### EXERCISE DATA
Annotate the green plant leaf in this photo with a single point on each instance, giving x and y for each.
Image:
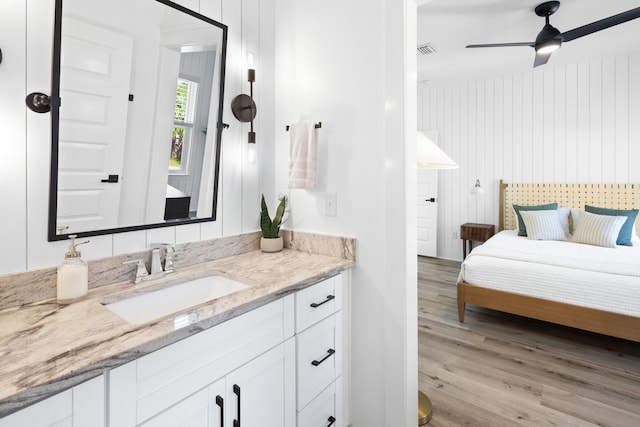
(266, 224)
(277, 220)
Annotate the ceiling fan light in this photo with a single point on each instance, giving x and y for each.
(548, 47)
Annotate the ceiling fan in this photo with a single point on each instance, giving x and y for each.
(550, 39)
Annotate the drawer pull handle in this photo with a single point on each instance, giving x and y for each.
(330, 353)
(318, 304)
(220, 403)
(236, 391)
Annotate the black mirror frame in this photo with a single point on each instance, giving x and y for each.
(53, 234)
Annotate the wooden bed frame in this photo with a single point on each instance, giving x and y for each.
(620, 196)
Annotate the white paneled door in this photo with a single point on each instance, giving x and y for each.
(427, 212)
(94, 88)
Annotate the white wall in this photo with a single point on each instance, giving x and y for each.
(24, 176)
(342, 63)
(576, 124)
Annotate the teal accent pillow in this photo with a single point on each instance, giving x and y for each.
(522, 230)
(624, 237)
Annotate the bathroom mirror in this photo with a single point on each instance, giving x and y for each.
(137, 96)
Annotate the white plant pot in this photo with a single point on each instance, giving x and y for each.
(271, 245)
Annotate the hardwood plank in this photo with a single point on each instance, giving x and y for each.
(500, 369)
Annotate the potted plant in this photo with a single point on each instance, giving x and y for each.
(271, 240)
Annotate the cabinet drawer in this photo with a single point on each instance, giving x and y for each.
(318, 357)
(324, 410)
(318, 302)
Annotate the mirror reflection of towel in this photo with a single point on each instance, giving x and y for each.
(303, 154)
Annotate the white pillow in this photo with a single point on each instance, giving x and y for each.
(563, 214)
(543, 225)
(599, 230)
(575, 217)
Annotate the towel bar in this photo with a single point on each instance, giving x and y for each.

### PROBLEM REQUIREMENTS
Everything from the line containing "Annotate the black" to the end of the data above should be quoted exactly, please, both ends included, and nothing outside that span.

### EXERCISE RESPONSE
Annotate the black mirror frame in this photo with a single point on each instance, giving x and y for each.
(53, 234)
Annotate the wooden bed frame in this photo with a single point on each instance, giving x and y for each.
(620, 196)
Annotate the white paneled door in this photo with a single point on each instance, giving x and y for each.
(427, 212)
(94, 88)
Annotate the white wall in this photo with a single point on each instance, giving x and y for each.
(24, 176)
(342, 63)
(576, 124)
Annotate the teal accent pillow in this photo with a single point on each instance, giving x and y for each.
(522, 230)
(624, 237)
Annotate the bathroom mirror in this photo with a single point on each instance, giving x and y for each.
(137, 96)
Annotate the white plant pot in this photo with a single point on each instance, giving x and y for each.
(271, 245)
Annotate the hardwood plank in this photo with a single point on each instance, giving x and y for each.
(500, 369)
Annotate the potted plant in this photo with a single point on each instance, giving x and y for each.
(271, 240)
Annotate the cabinet drawer in this photo with a single point on each instance, giving x and y for each.
(318, 357)
(324, 410)
(318, 302)
Annotate the mirror reflection of towel in this photo with a single point on each instance, giving x and y for each.
(303, 154)
Annotate the white pillow in this photo with a single point on each instance, giving x and y for each.
(563, 214)
(543, 225)
(599, 230)
(575, 217)
Annotate the towel bar in this photo with a single point on each instance, giving x and y for each.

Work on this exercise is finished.